Your objective:
Repeat, exactly and completely, the material that follows. Omit the pictures.

Segmentation annotation records:

☆ ☆ ☆ ☆ ☆ ☆ ☆

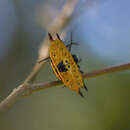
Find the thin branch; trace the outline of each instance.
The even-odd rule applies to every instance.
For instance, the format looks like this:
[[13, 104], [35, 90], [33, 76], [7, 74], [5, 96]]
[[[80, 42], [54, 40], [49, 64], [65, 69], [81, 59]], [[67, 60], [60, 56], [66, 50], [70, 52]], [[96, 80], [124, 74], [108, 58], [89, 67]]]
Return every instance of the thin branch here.
[[[97, 76], [109, 74], [112, 72], [119, 72], [122, 70], [130, 70], [130, 63], [107, 67], [92, 72], [87, 72], [83, 75], [83, 78], [84, 79], [94, 78]], [[23, 83], [17, 88], [15, 88], [12, 91], [12, 93], [0, 103], [0, 112], [8, 110], [18, 99], [24, 97], [25, 95], [30, 95], [32, 92], [56, 87], [62, 84], [63, 83], [60, 80], [47, 82], [47, 83], [39, 83], [39, 84]]]

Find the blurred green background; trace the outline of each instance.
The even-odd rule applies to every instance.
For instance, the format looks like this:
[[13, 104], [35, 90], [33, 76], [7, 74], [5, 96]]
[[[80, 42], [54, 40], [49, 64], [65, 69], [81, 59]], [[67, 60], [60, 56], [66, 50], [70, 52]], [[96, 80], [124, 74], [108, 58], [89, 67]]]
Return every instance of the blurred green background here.
[[[83, 59], [82, 70], [128, 63], [130, 1], [93, 0], [90, 7], [84, 1], [76, 8], [74, 15], [80, 15], [72, 19], [65, 39], [69, 43], [73, 30], [73, 41], [80, 46], [73, 47], [72, 52]], [[32, 70], [45, 27], [65, 2], [0, 0], [0, 101]], [[35, 82], [54, 79], [47, 64]], [[18, 101], [0, 114], [0, 130], [130, 130], [130, 71], [99, 76], [85, 83], [89, 92], [82, 90], [84, 99], [68, 88], [55, 87]]]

☆ ☆ ☆ ☆ ☆ ☆ ☆

Exercise result:
Find the thin branch; trace the outline of each instance.
The even-odd rule applies to every instance.
For instance, the format looks like this:
[[13, 104], [35, 90], [33, 76], [7, 74], [5, 96]]
[[[80, 42], [54, 40], [49, 64], [65, 69], [81, 59]], [[67, 60], [60, 56], [66, 50], [70, 52]], [[96, 80], [124, 74], [108, 58], [89, 67]]]
Return every instance of the thin branch here.
[[[97, 76], [109, 74], [112, 72], [119, 72], [122, 70], [130, 70], [130, 63], [107, 67], [92, 72], [87, 72], [83, 75], [83, 78], [84, 79], [94, 78]], [[23, 83], [17, 88], [15, 88], [12, 91], [12, 93], [0, 103], [0, 112], [8, 110], [18, 99], [24, 97], [25, 95], [30, 95], [32, 92], [56, 87], [62, 84], [63, 83], [60, 80], [47, 82], [47, 83], [39, 83], [39, 84]]]

Find the blurred green background; trace the outline of each instance.
The even-odd rule applies to every instance.
For instance, the format looks like this:
[[13, 104], [35, 90], [33, 76], [7, 74], [5, 96]]
[[[80, 42], [54, 40], [49, 64], [65, 69], [81, 59]], [[67, 60], [60, 56], [66, 50], [70, 52]], [[96, 80], [124, 74], [108, 58], [89, 67]]]
Return every instance of the blurred green background here.
[[[83, 59], [82, 70], [128, 63], [130, 1], [93, 0], [90, 7], [84, 1], [76, 8], [74, 15], [80, 15], [72, 19], [65, 39], [69, 43], [73, 30], [73, 41], [80, 46], [73, 47], [72, 52]], [[32, 70], [45, 27], [65, 2], [0, 0], [0, 101]], [[35, 82], [54, 79], [47, 64]], [[18, 101], [0, 114], [0, 130], [130, 130], [130, 71], [99, 76], [85, 83], [89, 92], [82, 90], [84, 99], [68, 88], [55, 87]]]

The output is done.